■ INSTRUCTIONS FOR THE TASK:
Everything from the line containing "For this evaluation, spot every instance of the black" through the last line of the records below should be printed exactly, please, and nothing else.
**** EXCERPTED RECORDS
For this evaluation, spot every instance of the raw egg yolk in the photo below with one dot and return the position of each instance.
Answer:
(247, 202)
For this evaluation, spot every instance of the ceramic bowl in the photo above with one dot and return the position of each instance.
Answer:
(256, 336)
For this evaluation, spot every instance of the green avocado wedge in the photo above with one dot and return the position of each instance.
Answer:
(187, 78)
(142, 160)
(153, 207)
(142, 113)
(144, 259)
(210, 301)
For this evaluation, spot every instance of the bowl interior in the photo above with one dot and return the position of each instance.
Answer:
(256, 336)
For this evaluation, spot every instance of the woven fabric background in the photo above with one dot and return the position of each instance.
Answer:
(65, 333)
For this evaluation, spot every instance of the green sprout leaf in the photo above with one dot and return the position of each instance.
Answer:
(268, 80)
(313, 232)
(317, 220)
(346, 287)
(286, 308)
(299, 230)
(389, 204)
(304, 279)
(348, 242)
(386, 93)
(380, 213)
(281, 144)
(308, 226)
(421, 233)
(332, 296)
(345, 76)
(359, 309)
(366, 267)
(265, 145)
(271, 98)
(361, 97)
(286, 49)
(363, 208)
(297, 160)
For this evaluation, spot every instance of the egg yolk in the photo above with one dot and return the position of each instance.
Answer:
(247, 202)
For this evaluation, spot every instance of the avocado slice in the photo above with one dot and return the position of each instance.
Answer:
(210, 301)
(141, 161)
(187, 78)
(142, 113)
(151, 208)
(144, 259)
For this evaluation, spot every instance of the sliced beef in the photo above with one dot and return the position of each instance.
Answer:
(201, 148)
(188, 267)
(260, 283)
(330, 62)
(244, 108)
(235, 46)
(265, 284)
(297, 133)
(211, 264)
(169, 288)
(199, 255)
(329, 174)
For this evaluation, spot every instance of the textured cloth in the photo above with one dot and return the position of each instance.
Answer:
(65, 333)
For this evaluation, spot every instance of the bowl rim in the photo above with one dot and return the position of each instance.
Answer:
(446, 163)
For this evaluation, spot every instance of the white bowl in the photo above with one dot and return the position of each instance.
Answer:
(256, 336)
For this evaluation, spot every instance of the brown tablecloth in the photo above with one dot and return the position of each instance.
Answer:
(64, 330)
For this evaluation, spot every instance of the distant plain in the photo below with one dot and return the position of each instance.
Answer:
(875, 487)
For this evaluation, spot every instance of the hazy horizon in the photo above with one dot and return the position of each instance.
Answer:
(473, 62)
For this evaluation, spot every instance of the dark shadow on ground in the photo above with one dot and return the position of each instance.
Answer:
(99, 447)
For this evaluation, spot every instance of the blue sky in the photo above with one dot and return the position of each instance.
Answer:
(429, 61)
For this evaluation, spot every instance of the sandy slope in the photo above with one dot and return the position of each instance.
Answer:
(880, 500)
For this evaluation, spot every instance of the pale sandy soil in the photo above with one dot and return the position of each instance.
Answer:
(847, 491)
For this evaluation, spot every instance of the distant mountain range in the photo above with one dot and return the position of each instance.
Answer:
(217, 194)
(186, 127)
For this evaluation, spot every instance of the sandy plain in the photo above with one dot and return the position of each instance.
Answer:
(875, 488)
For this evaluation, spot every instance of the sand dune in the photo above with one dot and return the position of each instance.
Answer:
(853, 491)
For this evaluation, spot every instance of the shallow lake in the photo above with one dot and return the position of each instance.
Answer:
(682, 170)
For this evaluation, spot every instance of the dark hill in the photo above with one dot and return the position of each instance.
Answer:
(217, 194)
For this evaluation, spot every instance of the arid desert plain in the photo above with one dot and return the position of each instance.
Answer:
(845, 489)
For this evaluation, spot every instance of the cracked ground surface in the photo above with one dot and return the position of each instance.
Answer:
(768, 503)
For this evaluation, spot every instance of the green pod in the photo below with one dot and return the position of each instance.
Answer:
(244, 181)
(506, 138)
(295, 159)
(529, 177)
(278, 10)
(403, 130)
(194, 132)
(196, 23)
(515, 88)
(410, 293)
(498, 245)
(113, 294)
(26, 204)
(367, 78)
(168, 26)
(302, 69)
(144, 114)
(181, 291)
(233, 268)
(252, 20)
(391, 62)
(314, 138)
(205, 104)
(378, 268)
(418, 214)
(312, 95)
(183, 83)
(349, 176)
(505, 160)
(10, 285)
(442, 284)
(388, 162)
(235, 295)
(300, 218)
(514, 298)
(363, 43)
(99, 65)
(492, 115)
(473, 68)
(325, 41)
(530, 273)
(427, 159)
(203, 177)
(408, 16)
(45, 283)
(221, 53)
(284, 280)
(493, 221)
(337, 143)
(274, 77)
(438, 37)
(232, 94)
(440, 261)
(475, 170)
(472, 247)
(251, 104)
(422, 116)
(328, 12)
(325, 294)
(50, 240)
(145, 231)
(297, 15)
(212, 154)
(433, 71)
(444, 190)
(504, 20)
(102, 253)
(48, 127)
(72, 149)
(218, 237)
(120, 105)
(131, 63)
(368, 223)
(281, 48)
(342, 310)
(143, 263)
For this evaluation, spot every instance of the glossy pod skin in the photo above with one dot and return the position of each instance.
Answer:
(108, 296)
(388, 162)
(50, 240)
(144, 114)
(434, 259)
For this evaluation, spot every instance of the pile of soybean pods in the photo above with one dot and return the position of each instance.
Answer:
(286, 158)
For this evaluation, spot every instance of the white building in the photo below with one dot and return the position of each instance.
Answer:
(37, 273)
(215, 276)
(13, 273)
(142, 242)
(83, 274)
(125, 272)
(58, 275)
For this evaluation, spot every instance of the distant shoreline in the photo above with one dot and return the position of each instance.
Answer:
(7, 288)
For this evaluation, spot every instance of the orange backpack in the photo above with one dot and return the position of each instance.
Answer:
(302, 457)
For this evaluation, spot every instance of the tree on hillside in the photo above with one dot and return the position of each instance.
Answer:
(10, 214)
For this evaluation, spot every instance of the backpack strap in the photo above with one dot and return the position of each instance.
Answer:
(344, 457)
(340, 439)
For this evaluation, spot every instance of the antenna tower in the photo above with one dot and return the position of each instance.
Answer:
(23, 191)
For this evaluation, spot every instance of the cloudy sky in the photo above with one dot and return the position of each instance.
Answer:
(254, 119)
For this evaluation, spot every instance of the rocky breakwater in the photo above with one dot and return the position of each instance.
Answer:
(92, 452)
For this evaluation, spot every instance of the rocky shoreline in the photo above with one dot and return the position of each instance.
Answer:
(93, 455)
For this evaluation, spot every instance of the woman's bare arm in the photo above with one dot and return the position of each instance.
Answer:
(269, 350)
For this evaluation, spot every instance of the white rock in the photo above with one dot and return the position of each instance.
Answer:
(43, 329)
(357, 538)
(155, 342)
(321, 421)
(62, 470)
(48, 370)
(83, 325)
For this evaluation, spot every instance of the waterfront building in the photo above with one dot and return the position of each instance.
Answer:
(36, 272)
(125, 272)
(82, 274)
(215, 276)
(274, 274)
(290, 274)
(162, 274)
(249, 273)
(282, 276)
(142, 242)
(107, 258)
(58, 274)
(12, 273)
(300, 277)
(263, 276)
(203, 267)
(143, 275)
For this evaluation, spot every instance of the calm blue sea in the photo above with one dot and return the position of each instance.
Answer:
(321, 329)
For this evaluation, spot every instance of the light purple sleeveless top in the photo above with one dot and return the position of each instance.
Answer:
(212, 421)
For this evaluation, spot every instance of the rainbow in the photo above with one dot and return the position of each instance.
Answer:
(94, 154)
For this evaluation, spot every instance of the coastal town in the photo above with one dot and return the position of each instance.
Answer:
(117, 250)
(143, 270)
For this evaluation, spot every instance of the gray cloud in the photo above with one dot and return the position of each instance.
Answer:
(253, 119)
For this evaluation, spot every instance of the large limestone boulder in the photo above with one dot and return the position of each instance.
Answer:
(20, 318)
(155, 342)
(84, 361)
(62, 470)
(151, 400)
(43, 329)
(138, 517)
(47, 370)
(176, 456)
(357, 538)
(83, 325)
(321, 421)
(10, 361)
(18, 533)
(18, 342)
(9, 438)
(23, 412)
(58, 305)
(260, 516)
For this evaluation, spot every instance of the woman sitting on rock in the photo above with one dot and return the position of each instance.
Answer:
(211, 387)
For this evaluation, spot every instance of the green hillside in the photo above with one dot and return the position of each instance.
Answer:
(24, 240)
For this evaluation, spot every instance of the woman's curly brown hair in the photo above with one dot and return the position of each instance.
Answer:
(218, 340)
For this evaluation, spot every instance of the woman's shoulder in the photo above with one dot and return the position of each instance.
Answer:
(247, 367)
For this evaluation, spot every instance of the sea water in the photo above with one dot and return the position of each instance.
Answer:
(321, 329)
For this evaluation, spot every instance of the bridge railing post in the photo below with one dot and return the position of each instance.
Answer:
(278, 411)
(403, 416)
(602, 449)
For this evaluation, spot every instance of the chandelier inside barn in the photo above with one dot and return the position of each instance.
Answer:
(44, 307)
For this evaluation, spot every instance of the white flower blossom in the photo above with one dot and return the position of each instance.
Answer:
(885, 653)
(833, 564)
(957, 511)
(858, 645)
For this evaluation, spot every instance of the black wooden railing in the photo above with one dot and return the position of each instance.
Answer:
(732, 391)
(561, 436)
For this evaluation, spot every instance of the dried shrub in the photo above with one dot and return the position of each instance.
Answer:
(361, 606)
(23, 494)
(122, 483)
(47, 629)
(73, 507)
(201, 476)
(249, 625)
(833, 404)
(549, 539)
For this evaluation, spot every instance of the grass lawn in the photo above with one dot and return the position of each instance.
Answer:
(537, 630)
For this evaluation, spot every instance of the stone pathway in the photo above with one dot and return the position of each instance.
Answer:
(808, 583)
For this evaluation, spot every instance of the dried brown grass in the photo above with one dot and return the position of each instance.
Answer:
********
■ WRITTEN ANSWER:
For this evaluation, spot every instance of the black wooden railing in the photo above with one dot and return the position of each instance.
Answer:
(732, 391)
(561, 436)
For this evaluation, spot every instance of the dried shrub in the photo above with one dot and return the position of each instance.
Answer:
(361, 606)
(23, 494)
(122, 483)
(47, 629)
(73, 507)
(201, 476)
(249, 625)
(833, 404)
(549, 539)
For this evaluation, spot every instance of the grass lawn in the photo above with one dot and return the position of each instance.
Answer:
(537, 630)
For this evaluation, spot every instance of the stone pathway in the photo above with one dot and return the position of each instance.
Answer:
(808, 583)
For this evaluation, spot every instance of the dried brown grass in the photo above with one dot and return the position of each instance.
Answer:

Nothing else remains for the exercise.